Question

Find a three-digit number if its digits form a geometric progression and the digits of the new three digit number which is smaller by 400 form an arithmetic progression.

Answer 1

$\text { Let } N=x y z \Rightarrow y^2=x z $
$\text { number smaller by } 400 \text { is }(100 x+10 y+z)-400$
$\text { digits are }(x-4), y, z (x \geq 4) $
$\text { given } x-4, y, z \text { are in A.P. } \Rightarrow 2 y=x-4+z $
$ 2 \sqrt{x z}=x+z-4 $
or $ x+z-2 \sqrt{x z}=4 $
$(\sqrt{x}-\sqrt{z})^2=4$
$ \sqrt{x}-\sqrt{z}=2 \text { or }-2 \Rightarrow x \text { and } z \text { must be a perfect square } $
$\text { but } x>4 \Rightarrow x=9 $
$\therefore 3-\sqrt{z}=2 \Rightarrow z=1 $
$\text { or } 3+\sqrt{z}=2 \Rightarrow \sqrt{z}=-1 \text { (not possible) } $
$\text { If } x=9, z=1 \Rightarrow y=3$
$\text { Hence } N=931$
+++++
- JOB
Write out the part of the three-digit number problem above, starting with "Find a three-digit" and going on through "an arithmetic progression.".
+++++
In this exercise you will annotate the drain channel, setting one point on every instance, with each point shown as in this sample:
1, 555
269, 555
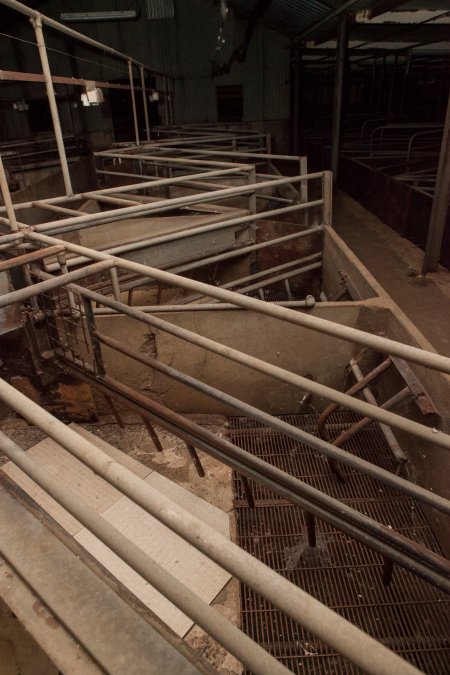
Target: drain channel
409, 616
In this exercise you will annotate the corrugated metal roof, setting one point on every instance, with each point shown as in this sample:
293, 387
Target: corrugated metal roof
291, 16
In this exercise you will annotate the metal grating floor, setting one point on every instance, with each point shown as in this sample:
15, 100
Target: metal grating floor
410, 616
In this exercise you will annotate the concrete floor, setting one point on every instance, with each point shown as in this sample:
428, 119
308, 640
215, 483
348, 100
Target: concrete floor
396, 263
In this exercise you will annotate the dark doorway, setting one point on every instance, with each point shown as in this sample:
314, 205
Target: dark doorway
230, 106
122, 110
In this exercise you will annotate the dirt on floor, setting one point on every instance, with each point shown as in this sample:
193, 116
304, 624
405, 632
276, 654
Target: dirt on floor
175, 464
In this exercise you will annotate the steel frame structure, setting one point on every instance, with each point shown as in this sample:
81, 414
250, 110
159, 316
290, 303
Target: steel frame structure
38, 21
70, 283
391, 545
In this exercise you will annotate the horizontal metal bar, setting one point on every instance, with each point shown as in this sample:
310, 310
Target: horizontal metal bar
61, 28
414, 557
386, 431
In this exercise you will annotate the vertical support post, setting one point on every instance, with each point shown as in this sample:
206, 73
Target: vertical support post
441, 199
144, 100
37, 25
341, 52
327, 196
7, 198
133, 101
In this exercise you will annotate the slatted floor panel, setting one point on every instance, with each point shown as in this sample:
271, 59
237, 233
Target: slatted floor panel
410, 616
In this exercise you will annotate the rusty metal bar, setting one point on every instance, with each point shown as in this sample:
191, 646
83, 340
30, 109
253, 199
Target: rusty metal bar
323, 447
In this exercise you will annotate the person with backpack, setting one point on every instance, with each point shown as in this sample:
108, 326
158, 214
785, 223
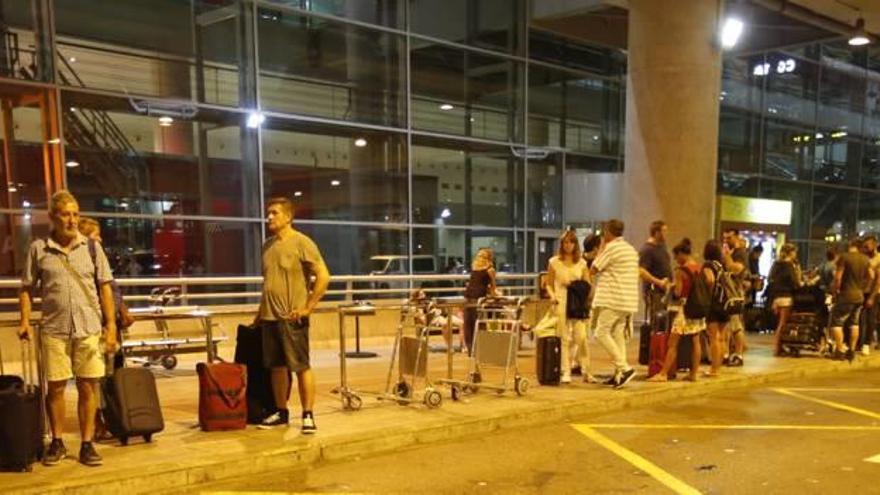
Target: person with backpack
785, 278
76, 299
689, 306
568, 285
+++++
- OUTPUT OF THE TASK
Find a three-digit number if its digits form a geometric progression and the digits of the new three digit number which is smaller by 400 form an arithmetic progression.